Sfida 1 |
Secondo l'estratto sul decreto Salva Roma, se passa l'emendamento del Pd, entro quale data la Pubblica Amministrazione potrà recedere dai contratti di locazione di quegli immobili?
Sfida 2 |
Riprendi l'estratto sul decreto Salva Roma e proseguilo a partire dall'ultima frase riportata.

Estratto |
■ ■ ■
Dietrofront del Partito Democratico. Dopo la denuncia del grillino Fraccaro, circa i mega canoni di locazione di alcuni edifici parlamentari, il Pd presenta un emendamento al decreto “Salva Roma”, che annulla la norma soppressa da Palazzo Madama sugli “affitti dei palazzi del potere”. La discussione sarà serrata e dura, questo è certo, ma qualora l’emendamento democratico, non co-firmato da altri gruppi parlamentari, verrà approvato, la Pubblica Amministrazione (Stato, Regioni ed enti locali) potrà recedere entro il 31 dicembre 2014 i contratti di locazione degli immobili in questione.
Il caos del Salva Roma porta Renato Brunetta a criticare l’esecutivo. “Governo e maggioranza in stato comatoso. Prima producono gli ingorghi parlamentari, subiscono gli assalti delle loro clientele, per poi finire sotto il ricatto delle cattive burocrazie ministeriali – dice capogruppo dei deputati di Forza Italia – Il risultato è che la legge di stabilità dovrà essere modificata ulteriormente al Senato domani e dovrà tornare alla Camera subito dopo Natale, per porre rimedio a un’infamia clientelare. Così come per il decreto cosiddetto `Salva Roma´, su cui il governo indeciso a tutto è stato costretto a mettere la fiducia senza che ci sia una prospettiva seria di approvazione entro i termini di legge, cioè entro il 30 dicembre. Finale d’anno caotico e inverecondo. Il presidente Letta farebbe bene a trarne le conseguenze”. Il segretario del Pd Matteo Renzi è d’accordo con il M5s. “La norma contro gli affitti d’oro è giusta, sono d’accordo con i cinque stelle”.
■ ■ ■
Blocco dati |
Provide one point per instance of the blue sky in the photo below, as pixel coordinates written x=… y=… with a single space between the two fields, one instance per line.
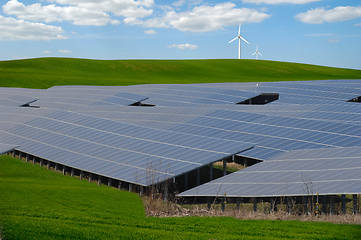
■ ■ ■
Soluzione esercizio 1 |
Entro il 31 dicembre 2014.

Soluzione esercizio 2 |
La vicenda – “Le amministrazioni dello Stato, le Regioni e gli enti locali, nonché gli organi costituzionali nell’ambito della propria autonomia, hanno facoltà di recedere, entro il 31 dicembre 2014, dai contratti di locazione di immobili in corso alla data di entrata in vigore della legge di conversione del presente decreto. Il termine di preavviso per l’esercizio del diritto di recesso è stabilito in trenta giorni, anche in deroga a eventuali clausole difformi previste dal contratto”. Questo articoletto, per la precisione 2-bis del d.l. (decreto legge) 120/2013, con modificazioni, dalla legge del 13 dicembre 2013, è stato soppresso.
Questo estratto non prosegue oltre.